(Excerpts from annotation records)
_ _ _ _

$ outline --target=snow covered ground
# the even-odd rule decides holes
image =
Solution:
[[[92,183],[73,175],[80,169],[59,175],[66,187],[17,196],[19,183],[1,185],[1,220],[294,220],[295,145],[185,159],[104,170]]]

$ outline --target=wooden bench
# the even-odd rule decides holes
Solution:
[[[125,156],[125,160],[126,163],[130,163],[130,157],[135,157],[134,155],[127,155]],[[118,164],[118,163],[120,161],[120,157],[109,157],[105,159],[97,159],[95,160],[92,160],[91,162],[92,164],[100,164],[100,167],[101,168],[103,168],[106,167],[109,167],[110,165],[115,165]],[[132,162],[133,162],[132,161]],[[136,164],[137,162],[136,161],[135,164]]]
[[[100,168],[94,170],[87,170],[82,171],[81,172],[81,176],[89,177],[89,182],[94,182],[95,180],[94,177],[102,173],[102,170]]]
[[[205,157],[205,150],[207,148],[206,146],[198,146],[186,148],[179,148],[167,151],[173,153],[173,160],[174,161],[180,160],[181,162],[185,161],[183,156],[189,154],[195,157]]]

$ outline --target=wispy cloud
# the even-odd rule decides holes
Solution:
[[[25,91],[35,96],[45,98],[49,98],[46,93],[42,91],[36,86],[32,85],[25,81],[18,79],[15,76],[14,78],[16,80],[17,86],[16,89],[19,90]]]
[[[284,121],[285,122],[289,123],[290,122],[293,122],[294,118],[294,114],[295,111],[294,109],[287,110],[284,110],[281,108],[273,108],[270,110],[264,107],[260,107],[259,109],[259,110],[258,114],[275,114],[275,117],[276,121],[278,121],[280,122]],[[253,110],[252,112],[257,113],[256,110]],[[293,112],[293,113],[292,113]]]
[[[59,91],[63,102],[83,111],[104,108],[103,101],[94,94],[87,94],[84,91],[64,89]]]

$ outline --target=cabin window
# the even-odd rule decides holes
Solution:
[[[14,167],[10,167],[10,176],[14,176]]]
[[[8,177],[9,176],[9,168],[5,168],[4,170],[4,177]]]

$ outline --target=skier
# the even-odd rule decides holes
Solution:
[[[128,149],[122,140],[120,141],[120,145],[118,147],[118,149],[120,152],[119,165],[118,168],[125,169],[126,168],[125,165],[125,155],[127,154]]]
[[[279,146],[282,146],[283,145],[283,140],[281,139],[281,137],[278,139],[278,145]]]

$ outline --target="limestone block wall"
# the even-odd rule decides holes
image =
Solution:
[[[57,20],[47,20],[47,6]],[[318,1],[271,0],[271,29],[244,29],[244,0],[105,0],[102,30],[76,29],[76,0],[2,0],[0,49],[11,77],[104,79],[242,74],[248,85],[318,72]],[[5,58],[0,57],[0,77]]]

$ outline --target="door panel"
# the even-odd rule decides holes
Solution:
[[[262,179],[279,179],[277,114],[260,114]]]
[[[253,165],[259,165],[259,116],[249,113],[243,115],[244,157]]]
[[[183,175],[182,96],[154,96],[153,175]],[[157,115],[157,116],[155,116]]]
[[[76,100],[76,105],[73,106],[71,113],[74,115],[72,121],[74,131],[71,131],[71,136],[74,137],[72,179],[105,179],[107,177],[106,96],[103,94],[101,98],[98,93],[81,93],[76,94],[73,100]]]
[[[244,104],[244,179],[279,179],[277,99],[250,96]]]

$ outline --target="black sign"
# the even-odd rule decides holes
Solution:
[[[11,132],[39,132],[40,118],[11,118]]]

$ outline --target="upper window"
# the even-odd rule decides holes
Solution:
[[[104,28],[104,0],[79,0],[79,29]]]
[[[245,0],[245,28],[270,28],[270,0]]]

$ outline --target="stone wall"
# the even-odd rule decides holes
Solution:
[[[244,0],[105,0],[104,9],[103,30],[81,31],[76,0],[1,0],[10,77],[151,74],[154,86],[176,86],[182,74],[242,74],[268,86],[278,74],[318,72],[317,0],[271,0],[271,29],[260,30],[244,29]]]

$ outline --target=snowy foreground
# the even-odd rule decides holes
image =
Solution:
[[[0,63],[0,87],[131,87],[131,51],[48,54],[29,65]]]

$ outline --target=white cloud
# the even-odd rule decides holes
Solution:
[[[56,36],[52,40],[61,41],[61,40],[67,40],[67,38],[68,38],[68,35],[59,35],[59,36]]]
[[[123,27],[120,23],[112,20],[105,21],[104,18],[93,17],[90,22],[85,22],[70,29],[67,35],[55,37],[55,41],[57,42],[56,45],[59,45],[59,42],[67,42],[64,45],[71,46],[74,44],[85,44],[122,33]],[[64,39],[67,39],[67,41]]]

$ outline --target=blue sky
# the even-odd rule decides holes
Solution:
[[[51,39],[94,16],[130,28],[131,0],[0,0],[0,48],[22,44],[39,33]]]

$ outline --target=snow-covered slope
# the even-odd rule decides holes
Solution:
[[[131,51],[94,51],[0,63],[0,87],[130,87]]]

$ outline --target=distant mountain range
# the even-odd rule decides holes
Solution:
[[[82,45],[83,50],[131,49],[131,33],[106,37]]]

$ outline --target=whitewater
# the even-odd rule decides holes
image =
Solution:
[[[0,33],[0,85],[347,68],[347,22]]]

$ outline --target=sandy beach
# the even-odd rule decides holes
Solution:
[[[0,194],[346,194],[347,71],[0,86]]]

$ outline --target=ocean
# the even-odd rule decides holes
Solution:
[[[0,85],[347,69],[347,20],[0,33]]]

_ _ _ _

### Short task:
Copy out the rows from the line containing "outline --target=snow-covered slope" up to and including the last row, requests and all, shifting every coordinate in the answers up by 56.

### Answer to the task:
$ outline --target=snow-covered slope
# the even-odd rule decides holes
Solution:
[[[187,107],[150,107],[56,119],[56,143],[186,143]]]

$ outline --target=distant mountain range
# the even-odd rule decides holes
Solution:
[[[138,101],[139,106],[187,105],[187,89],[162,93]]]

$ outline --target=whitewater
# the even-odd rule decides holes
image =
Solution:
[[[56,89],[56,141],[403,124],[403,78]]]

$ outline --target=sandy beach
# the even-odd rule decides holes
Solution:
[[[56,250],[402,250],[403,127],[56,142]]]

$ outline --target=ocean
# the even-odd rule decides holes
Solution:
[[[56,141],[403,125],[403,76],[56,89]]]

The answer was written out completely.